Records for this exercise ::
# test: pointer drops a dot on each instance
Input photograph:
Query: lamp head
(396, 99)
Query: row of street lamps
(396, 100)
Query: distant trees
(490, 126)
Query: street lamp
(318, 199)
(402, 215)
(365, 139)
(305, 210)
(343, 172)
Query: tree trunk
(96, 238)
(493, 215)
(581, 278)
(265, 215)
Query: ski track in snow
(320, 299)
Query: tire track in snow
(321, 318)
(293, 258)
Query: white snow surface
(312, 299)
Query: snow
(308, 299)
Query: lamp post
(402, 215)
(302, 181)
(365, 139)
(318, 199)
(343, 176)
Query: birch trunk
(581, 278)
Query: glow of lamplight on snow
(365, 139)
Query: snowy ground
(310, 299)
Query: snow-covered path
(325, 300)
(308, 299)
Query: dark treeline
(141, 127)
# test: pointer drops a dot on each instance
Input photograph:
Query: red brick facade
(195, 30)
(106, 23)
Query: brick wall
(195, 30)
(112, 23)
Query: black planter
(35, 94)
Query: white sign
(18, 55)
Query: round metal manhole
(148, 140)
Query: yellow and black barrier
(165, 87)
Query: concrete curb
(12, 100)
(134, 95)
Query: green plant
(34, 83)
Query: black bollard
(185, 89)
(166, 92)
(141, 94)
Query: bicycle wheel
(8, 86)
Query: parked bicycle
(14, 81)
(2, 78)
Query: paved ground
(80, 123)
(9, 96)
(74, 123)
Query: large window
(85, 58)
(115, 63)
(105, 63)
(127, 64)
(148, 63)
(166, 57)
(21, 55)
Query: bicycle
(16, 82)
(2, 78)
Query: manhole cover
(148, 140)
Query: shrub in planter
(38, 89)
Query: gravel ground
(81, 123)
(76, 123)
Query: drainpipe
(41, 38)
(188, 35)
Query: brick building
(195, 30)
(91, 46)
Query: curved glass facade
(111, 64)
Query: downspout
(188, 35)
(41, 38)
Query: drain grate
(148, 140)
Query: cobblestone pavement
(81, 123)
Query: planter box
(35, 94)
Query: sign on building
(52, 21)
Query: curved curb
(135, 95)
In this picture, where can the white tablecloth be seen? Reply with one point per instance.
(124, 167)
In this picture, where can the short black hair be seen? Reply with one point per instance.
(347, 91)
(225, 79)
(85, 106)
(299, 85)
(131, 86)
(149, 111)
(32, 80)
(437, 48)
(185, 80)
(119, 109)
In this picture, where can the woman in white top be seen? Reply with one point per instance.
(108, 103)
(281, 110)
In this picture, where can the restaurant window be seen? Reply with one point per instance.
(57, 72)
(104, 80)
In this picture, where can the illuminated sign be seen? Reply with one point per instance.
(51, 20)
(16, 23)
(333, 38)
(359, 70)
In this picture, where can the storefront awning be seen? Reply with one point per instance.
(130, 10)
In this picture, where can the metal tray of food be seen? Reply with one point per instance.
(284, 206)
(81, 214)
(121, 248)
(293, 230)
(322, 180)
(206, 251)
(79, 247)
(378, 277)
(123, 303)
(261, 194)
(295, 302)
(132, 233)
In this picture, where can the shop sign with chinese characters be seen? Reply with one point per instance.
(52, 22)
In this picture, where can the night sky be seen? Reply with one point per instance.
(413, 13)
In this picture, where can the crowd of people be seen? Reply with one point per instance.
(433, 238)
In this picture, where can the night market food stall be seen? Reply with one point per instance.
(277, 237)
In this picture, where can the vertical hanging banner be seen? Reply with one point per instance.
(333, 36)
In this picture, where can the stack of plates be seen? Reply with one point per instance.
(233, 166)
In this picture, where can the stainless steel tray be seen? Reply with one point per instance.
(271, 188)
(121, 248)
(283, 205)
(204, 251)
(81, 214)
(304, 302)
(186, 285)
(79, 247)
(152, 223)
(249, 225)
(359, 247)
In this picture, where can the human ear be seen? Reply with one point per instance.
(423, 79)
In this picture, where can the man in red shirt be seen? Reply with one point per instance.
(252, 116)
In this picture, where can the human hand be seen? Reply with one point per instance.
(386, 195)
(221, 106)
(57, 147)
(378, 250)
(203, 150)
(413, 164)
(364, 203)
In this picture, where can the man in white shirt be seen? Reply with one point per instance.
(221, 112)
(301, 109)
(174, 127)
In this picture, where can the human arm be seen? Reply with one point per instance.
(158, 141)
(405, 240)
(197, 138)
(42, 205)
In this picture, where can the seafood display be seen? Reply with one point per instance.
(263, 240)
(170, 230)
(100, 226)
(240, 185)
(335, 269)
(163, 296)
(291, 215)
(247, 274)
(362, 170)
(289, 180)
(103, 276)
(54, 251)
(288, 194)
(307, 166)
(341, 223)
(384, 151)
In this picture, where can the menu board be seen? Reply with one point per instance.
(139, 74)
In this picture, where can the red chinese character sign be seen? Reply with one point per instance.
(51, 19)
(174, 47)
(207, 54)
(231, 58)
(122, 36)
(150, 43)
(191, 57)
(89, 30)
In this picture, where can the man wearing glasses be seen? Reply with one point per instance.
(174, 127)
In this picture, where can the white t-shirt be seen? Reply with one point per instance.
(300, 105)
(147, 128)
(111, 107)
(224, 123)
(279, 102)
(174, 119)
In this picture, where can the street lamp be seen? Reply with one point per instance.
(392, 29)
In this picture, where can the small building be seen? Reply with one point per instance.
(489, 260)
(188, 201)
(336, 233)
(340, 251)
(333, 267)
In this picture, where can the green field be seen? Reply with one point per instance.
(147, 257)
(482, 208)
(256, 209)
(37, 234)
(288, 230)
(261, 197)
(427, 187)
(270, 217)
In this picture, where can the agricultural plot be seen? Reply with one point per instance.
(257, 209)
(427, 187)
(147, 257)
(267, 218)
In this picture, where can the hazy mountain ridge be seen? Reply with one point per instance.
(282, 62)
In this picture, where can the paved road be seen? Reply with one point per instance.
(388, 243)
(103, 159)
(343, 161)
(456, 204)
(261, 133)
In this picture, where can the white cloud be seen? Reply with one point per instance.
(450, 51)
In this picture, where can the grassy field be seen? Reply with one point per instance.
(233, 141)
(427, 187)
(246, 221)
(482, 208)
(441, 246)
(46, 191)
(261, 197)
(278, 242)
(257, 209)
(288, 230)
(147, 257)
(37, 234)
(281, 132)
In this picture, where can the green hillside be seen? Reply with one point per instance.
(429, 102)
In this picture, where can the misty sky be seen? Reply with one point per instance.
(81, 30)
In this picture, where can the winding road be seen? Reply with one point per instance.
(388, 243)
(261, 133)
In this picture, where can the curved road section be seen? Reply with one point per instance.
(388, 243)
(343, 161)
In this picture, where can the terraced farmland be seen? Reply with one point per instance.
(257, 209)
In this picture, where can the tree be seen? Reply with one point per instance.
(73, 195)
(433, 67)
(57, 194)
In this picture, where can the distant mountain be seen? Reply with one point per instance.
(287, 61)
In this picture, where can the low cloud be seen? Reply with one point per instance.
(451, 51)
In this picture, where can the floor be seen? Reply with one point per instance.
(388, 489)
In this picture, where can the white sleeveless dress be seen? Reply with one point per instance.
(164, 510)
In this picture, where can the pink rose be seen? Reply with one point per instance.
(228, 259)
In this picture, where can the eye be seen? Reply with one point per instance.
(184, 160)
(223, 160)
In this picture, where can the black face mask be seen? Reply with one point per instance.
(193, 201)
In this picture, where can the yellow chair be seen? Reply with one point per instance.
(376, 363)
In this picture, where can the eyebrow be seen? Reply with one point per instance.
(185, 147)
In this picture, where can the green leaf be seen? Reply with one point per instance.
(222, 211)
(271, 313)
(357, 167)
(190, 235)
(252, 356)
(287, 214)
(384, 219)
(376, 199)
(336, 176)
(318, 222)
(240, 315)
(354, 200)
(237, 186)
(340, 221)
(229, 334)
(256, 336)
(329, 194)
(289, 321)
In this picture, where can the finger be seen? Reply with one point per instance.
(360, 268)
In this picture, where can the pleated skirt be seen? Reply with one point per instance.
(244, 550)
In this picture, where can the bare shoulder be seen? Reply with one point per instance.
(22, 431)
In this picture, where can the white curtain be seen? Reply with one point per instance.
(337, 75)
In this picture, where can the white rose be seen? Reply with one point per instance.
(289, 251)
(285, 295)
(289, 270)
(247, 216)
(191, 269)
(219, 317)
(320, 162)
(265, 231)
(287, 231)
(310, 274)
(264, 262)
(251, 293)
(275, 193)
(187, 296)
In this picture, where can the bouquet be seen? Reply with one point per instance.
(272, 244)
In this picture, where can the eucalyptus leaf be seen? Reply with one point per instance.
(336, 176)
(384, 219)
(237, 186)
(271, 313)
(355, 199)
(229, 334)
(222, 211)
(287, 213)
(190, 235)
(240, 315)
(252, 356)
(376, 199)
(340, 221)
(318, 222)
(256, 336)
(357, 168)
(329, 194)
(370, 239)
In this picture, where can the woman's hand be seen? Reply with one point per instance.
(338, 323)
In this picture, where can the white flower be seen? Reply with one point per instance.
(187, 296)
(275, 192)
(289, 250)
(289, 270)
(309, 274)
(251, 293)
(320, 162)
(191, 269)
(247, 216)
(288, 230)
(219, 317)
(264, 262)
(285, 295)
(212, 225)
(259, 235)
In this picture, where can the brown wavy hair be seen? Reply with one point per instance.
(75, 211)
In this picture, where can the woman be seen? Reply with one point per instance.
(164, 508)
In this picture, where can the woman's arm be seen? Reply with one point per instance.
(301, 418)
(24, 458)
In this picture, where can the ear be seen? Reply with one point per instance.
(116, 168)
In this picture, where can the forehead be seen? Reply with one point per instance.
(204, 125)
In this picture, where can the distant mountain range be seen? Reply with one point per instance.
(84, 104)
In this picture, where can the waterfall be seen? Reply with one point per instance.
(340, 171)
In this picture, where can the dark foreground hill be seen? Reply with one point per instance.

Task to complete :: The response should consist only of the lines running from the one that contains "In this picture, where can the ear" through the end of the material, repeated exactly.

Output ::
In this picture, where can the ear be seen? Reply with one point per instance.
(116, 168)
In this picture, where can the forehead be seen? Reply with one point per instance.
(204, 125)
In this picture, where can the distant mountain range be seen? Reply with one point per instance.
(84, 104)
In this picture, where can the waterfall be seen? Reply with one point per instance.
(340, 171)
In this picture, where can the dark foreground hill be seen? Reply with one point per instance.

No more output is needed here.